## SELECTED EXCERPT
Does Red Meat Really Cause Cancer?
For a long time, people have stayed away from red meat because they’ve heard it may cause cancer. Scientists have found indirect links, and it takes a little bit of work to figure out how red meat truly affects your risk for cancer. In the following article, we’ll look at some of the sources that talk about the link between red meat and cancer, and analyse them to determine the best way to incorporate moderate amounts of red meat into your diet.
What Is Red Meat?
Red meat is a type of meat that is dark in color both before and after cooking. A simple rule of thumb used by the USDA is that any meat that comes from a mammal is considered to be red meat. The most typical in our cuisine is beef, veal, or lamb. Even though the USDA is generally considered to be the last authority on all things food in America, many people debate about what actually constitutes red meat — some consider goose red meat, while others say that anything hunted from the wild, even a bird like pigeon, is red meat.
Another type of meat that has come under fire recently is processed meat — any kind of meat that is preserved (usually with salt) or flavored. The most common types of processed meats are hamburgers, bacon, hotdogs, salami, and any other type of meat that comes in a tube. While there are some diligent producers who use only the best cuts of meat in their processed meat products, many companies take the opportunity to skimp on quality by throwing any and everything into their hotdogs or salami.
Red Meat vs. Processed Meat
Recently, the World Health Organization announced that their affiliate, the International Agency for Research on Cancer (IARC) had completed a study where they looked at both processed meat and red meat and evaluated them on their potentiality to cause cancer. After considering the results of the study, the IARC chose to name processed meat a carcinogen, and red meat a probable carcinogen.
A carcinogen is a substance that could potentially cause cancer. Other known carcinogens are asbestos and tobacco.

## EXCERPTED DATA
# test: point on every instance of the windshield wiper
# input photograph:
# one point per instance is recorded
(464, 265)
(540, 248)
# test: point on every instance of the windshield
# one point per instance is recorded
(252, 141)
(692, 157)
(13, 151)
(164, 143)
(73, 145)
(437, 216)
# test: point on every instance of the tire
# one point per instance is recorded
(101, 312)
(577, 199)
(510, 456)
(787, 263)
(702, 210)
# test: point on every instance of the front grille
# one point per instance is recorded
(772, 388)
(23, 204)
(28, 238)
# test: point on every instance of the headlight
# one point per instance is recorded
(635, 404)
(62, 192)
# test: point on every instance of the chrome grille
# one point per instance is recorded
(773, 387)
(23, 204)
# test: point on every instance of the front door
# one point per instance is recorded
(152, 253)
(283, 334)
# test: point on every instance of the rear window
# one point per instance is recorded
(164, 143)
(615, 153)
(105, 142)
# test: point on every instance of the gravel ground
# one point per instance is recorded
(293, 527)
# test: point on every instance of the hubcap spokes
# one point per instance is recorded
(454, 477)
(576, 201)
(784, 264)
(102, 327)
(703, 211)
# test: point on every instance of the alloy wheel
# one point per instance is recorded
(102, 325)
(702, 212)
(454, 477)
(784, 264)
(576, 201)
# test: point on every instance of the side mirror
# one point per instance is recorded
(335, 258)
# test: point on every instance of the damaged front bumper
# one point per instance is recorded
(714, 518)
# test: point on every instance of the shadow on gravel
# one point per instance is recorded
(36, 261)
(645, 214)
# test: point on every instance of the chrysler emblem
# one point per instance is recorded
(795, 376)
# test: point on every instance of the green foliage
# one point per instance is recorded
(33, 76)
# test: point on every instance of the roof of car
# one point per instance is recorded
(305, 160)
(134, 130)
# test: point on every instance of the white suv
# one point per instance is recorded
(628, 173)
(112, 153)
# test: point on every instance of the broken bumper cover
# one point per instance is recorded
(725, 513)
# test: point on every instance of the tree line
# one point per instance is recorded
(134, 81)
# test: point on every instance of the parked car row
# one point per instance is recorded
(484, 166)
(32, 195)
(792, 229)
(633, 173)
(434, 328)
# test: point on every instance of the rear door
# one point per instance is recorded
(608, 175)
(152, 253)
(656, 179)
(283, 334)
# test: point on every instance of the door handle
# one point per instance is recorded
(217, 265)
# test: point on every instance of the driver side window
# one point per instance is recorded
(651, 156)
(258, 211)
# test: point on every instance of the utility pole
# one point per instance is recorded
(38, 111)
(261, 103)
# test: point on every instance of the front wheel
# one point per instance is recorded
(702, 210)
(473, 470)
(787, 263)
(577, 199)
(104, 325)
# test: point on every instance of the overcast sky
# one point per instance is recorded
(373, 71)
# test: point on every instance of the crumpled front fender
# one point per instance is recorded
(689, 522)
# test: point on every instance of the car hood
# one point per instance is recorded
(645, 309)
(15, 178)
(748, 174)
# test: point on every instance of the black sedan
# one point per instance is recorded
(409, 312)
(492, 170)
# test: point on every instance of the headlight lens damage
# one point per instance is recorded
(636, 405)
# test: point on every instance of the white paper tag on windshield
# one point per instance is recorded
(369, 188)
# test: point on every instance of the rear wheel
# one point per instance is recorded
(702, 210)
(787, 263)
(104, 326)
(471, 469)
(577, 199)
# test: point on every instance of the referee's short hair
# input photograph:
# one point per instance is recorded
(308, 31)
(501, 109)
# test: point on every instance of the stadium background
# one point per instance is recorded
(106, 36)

## TASK TO CARRY OUT
In the article on red meat and cancer, what did the IARC label red meat?

## REPLY
A probable carcinogen.